DO THIS
Can you put the rows below into a numbered list, leaving out any blank lines?

RECORD LIST

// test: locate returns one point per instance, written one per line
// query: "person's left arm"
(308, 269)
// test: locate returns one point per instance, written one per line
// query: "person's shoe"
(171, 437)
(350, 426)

ANSWER IN FULL
1. // test: locate returns one point per instance, written one per line
2. // query: "person's left arm"
3. (308, 269)
4. // test: locate returns one point per instance, written one per line
5. // query: "person's shoe"
6. (171, 437)
7. (350, 426)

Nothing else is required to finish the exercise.